• Try it: Return the data below exactly, stopping after the line with "Where can you spot the purple".

----------

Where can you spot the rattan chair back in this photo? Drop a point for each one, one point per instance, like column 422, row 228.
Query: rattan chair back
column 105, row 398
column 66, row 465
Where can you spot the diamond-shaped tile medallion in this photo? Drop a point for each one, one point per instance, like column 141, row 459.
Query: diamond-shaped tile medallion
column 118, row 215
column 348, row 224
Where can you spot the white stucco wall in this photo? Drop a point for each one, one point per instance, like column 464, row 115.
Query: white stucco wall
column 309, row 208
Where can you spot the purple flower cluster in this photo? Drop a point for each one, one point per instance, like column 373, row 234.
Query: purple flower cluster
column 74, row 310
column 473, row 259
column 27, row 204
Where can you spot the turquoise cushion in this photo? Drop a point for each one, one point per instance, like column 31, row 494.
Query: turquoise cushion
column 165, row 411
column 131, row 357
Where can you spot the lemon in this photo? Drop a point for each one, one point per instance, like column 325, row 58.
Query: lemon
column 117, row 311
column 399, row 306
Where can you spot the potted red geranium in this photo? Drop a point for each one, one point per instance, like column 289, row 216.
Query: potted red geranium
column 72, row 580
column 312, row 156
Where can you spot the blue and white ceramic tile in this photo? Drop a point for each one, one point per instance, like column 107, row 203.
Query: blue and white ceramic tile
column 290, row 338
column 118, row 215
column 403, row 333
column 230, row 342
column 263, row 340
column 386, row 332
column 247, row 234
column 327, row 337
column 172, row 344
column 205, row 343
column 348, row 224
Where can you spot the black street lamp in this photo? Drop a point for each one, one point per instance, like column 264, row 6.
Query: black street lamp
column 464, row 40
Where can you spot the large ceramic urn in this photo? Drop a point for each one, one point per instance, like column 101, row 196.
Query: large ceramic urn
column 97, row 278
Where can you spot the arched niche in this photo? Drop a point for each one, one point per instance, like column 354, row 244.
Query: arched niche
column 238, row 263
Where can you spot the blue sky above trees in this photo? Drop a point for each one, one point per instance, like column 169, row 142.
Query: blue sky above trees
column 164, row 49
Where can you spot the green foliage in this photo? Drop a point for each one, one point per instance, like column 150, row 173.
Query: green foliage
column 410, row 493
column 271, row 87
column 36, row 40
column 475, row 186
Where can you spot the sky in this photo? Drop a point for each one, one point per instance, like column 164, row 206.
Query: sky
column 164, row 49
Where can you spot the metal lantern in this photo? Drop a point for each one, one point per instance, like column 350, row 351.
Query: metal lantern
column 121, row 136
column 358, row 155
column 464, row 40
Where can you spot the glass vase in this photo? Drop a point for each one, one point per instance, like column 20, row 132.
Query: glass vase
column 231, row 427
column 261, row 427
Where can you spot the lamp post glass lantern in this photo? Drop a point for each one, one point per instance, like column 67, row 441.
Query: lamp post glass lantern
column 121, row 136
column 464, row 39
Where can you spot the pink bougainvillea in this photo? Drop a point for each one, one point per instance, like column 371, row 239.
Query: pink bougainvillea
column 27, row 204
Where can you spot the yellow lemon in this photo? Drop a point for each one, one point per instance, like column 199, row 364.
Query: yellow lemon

----------

• Response to the exercise:
Where can you spot the rattan chair back in this photo? Drop a point for each one, one point per instance, like column 422, row 228.
Query: rattan chair back
column 105, row 398
column 66, row 465
Where can you spot the diamond-shaped tile medallion in this photo? Drop a point for each one, one point per instance, like column 141, row 459.
Query: diamond-shaped tile medallion
column 118, row 215
column 348, row 224
Where can you spot the white stucco wall in this photo? Drop a point for each one, one point per instance, like column 464, row 115.
Query: white stucco wall
column 309, row 208
Where can you spot the purple flower cluster in this photo? Drop a point for each one, one point per instance, like column 373, row 234.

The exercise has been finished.